> About this task
Leaving the pictures aside, transcribe only and exactly the lines from the one with "target: girl's shoulder" through the end of the entries, both included.
*** Record set ***
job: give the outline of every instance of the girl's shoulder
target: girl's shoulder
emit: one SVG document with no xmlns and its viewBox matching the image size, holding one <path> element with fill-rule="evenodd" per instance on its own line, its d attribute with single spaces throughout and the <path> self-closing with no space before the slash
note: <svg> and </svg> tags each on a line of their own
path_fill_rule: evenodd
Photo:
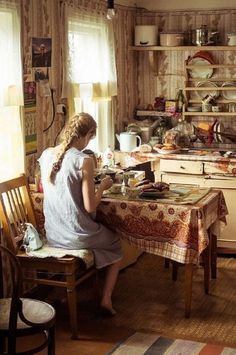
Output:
*** End of Record set ***
> Your response
target: girl's shoulder
emit: one SVG document with no xmlns and its viewBox matching the image size, holding one <path> element with fill-rule="evenodd" per instance on its own line, its d attribute with single spaces throughout and the <path> self-closing with no space before the slash
note: <svg> and </svg> tags each on a line of their own
path_fill_rule: evenodd
Photo:
Output:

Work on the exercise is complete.